Task prompt: Use the entries below and reproduce exactly the lines from the one containing "Target: leopard print top" down to the one containing "Target: white headstone", both of them included.

Extracted records:
************
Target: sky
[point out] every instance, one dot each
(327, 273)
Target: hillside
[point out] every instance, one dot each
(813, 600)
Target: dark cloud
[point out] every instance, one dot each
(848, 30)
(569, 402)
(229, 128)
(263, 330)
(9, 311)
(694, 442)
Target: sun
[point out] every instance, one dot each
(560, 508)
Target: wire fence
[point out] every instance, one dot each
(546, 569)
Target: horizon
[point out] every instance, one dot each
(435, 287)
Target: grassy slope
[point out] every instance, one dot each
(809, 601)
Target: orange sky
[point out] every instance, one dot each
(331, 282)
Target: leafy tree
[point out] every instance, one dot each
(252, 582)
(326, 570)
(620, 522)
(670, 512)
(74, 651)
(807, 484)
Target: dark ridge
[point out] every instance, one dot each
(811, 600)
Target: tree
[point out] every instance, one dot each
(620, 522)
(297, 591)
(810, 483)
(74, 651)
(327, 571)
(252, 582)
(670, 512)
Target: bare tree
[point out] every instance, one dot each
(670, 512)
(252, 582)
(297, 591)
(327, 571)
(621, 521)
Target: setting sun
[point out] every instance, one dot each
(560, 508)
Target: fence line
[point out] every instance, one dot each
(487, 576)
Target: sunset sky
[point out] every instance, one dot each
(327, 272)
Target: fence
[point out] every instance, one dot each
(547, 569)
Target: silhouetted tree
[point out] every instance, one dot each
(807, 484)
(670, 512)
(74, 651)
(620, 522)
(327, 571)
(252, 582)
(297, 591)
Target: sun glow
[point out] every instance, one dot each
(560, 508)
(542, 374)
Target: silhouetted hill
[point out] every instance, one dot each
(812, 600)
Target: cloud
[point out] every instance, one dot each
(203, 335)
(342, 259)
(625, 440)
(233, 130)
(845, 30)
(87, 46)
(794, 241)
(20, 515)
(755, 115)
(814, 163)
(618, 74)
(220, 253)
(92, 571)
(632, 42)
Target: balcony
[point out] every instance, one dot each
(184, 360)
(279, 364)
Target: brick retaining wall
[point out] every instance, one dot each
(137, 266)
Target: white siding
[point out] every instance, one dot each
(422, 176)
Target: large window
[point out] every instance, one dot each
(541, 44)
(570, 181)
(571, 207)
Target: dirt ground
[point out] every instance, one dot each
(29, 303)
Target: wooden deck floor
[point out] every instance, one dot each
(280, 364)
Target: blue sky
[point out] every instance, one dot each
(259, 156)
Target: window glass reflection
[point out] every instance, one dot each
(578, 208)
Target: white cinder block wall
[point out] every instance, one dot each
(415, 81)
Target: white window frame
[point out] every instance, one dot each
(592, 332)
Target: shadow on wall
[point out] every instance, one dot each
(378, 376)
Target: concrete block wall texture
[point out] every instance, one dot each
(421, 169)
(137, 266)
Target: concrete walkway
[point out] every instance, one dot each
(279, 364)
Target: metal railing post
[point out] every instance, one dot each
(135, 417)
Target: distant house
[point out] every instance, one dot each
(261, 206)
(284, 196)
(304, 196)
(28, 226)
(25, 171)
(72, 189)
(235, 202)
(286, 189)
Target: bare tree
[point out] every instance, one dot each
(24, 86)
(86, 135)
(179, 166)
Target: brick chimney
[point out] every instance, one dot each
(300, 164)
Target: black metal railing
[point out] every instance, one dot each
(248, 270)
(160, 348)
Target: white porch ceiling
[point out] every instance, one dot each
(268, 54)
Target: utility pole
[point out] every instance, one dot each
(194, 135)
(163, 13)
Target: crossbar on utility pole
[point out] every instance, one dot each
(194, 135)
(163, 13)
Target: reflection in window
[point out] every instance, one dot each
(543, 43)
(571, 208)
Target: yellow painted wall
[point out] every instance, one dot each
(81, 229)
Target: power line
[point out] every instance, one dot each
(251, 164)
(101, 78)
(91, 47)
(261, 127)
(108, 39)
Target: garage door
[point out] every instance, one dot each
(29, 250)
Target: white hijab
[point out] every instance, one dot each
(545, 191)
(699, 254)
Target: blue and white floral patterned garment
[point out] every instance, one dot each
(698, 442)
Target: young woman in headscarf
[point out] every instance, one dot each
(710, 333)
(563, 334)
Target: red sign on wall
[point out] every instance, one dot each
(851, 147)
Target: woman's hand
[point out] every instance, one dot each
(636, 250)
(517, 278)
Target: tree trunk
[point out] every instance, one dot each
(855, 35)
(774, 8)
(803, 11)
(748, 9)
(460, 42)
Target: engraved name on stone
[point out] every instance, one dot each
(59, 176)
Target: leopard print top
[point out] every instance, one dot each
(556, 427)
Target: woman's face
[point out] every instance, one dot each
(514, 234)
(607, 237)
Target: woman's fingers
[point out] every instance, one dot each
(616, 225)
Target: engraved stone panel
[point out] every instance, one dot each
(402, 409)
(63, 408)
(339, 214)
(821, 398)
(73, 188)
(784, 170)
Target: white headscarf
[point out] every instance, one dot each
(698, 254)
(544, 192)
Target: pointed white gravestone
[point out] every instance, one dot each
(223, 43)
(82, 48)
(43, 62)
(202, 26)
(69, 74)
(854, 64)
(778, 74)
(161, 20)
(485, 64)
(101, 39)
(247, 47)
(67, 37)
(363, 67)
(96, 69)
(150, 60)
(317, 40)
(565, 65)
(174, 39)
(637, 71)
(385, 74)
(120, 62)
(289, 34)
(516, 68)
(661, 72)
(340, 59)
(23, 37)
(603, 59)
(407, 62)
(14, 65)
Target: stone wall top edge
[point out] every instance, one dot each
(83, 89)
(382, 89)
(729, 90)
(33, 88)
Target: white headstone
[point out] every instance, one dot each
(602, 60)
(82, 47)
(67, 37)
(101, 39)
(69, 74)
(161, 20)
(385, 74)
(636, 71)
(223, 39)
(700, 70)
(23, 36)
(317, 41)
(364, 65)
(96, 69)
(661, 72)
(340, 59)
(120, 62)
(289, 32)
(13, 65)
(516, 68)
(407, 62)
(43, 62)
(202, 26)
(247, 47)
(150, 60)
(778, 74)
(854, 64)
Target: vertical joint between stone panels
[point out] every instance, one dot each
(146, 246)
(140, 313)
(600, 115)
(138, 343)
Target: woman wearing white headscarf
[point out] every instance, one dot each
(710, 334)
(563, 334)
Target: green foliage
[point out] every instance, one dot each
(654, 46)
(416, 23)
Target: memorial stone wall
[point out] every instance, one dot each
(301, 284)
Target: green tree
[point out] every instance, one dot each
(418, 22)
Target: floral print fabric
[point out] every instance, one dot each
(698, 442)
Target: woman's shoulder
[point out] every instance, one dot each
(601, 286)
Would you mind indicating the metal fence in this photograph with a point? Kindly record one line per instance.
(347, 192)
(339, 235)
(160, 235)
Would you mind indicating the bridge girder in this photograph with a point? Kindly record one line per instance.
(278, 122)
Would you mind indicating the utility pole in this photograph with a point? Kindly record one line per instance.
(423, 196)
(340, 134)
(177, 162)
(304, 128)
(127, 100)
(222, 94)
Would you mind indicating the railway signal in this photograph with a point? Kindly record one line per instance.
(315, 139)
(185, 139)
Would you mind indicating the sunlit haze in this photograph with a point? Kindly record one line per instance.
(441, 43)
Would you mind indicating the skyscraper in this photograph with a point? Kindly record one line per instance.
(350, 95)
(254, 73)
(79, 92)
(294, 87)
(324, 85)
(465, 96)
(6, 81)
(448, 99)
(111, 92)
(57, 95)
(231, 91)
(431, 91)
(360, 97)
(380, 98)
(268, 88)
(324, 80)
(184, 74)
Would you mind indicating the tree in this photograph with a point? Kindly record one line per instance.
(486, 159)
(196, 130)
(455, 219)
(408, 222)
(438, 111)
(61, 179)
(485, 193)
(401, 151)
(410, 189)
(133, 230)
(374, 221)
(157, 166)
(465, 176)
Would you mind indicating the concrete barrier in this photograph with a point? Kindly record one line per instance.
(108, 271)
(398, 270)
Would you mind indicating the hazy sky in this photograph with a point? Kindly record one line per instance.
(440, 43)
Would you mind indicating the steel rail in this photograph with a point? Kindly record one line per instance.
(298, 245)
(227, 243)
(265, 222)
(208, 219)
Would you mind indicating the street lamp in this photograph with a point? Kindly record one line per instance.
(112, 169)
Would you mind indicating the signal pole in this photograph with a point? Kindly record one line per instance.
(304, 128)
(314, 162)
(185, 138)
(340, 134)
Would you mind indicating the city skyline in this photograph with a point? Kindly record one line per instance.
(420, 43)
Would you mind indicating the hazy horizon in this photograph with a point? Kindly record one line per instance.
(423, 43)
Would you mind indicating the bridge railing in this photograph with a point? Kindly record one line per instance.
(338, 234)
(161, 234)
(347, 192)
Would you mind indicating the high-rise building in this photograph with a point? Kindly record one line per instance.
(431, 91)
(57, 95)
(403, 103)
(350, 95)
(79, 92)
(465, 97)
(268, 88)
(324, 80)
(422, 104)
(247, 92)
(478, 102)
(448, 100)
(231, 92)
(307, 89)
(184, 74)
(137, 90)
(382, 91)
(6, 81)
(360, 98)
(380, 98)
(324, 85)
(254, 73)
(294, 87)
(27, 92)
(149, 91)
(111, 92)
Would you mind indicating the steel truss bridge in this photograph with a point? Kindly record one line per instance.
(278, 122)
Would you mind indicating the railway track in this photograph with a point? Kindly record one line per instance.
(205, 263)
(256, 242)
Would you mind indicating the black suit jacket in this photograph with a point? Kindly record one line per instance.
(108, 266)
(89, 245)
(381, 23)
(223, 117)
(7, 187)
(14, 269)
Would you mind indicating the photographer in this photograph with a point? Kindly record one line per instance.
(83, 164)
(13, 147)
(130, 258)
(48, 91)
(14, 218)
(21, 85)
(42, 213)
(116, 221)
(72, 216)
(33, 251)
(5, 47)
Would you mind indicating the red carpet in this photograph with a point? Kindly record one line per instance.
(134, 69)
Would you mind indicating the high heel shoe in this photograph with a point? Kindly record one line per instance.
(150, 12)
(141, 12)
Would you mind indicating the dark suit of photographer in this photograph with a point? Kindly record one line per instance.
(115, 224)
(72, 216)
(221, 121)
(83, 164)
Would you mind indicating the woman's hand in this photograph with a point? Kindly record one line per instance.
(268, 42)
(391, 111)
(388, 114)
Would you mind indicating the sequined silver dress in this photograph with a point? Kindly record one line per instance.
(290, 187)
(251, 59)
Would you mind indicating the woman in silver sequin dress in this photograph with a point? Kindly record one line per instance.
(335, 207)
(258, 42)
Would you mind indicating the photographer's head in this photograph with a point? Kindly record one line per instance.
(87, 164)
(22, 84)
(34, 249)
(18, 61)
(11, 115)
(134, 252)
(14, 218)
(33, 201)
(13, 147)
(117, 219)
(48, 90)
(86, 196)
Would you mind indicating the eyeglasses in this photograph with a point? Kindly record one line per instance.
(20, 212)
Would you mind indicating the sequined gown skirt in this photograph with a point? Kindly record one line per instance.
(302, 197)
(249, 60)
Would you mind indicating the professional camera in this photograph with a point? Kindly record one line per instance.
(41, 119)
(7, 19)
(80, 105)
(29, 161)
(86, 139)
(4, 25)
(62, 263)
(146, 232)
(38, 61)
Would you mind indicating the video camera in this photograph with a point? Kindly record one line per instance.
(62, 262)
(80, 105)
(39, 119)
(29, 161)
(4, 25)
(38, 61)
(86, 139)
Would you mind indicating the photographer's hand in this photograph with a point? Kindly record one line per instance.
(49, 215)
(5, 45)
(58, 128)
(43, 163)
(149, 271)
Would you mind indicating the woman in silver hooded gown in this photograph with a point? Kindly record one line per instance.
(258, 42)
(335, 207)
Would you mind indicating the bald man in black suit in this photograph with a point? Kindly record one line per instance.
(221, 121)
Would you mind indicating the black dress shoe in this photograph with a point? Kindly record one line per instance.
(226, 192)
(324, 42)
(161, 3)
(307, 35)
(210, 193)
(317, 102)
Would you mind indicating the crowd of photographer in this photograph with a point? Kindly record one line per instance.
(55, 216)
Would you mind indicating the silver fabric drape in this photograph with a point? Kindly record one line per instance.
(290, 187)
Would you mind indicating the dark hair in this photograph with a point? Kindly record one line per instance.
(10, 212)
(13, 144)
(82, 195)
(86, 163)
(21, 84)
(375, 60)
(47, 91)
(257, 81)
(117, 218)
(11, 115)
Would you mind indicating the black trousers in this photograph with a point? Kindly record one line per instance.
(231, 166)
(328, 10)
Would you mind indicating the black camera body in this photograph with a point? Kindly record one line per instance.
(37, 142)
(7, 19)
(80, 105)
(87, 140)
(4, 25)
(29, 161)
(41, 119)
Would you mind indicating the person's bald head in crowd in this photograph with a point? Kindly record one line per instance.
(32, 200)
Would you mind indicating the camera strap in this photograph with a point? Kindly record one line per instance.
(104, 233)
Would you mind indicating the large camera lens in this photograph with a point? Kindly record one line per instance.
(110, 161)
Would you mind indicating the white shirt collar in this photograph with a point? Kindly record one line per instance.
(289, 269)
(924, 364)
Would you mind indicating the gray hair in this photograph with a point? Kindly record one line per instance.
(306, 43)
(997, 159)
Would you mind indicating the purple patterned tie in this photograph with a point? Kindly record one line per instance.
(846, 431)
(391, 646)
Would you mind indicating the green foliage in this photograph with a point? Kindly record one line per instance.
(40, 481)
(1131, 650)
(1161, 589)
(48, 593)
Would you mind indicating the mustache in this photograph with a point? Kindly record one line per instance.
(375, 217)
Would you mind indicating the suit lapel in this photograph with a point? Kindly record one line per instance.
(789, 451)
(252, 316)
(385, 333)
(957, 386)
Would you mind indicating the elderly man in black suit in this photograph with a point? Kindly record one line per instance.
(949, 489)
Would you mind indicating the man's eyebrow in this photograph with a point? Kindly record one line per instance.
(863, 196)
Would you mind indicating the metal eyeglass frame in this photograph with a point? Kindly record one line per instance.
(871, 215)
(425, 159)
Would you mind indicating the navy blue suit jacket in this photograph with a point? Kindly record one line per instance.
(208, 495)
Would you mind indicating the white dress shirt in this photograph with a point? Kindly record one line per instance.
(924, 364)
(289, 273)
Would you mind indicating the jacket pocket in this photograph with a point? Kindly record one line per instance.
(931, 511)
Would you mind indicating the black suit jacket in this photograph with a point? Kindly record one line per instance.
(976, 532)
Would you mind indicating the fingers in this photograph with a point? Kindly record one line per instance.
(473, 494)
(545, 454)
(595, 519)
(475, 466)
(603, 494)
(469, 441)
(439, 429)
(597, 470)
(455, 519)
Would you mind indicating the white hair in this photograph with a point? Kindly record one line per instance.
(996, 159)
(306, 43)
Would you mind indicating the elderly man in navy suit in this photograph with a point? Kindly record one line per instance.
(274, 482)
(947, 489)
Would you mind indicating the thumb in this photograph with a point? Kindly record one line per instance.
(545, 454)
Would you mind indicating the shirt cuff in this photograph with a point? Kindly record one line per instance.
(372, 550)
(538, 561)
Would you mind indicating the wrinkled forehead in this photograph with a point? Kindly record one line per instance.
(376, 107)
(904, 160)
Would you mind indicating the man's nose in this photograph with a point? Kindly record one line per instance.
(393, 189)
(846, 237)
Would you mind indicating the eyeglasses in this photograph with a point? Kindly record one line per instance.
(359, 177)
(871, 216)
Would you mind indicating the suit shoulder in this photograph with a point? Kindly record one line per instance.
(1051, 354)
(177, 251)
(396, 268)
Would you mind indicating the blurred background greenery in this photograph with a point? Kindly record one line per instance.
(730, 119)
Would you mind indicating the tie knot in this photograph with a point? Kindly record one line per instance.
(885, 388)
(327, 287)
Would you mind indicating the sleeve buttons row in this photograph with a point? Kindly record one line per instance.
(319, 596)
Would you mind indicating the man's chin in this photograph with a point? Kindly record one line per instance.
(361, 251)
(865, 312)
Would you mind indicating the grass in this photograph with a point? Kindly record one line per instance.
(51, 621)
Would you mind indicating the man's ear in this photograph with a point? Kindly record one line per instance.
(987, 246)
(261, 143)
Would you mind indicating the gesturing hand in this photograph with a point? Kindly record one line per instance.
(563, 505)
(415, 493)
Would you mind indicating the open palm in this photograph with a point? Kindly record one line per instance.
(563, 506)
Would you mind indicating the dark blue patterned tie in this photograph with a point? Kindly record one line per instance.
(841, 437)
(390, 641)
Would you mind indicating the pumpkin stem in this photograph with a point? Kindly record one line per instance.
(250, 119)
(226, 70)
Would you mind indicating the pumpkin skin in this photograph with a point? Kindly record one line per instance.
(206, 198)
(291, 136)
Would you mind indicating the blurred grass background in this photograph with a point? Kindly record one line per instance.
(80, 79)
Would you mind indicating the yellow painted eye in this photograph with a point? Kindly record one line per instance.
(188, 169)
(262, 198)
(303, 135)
************
Solution for this exercise:
Target: leopard print top
[point out] every instance, one dot each
(556, 427)
Target: woman's face
[point out] every instance, one dot each
(514, 234)
(607, 237)
Target: woman's fingers
[point out] every instance, one dot each
(616, 225)
Target: engraved stone panel
[point out] every instance, one dot each
(402, 409)
(63, 408)
(339, 214)
(821, 398)
(73, 188)
(784, 170)
Target: white headscarf
[point out] every instance, one dot each
(698, 254)
(544, 192)
Target: pointed white gravestone
[point out] every instance, one dot each
(223, 43)
(82, 48)
(43, 62)
(202, 26)
(69, 74)
(854, 64)
(778, 74)
(161, 20)
(485, 64)
(101, 39)
(247, 47)
(67, 37)
(363, 67)
(96, 69)
(150, 60)
(317, 40)
(565, 65)
(174, 39)
(637, 71)
(385, 74)
(120, 62)
(289, 34)
(516, 68)
(661, 72)
(340, 59)
(23, 37)
(603, 59)
(407, 62)
(14, 65)
Target: stone wall top edge
[point out] every instance, one dot each
(83, 89)
(382, 89)
(729, 90)
(33, 88)
Target: white headstone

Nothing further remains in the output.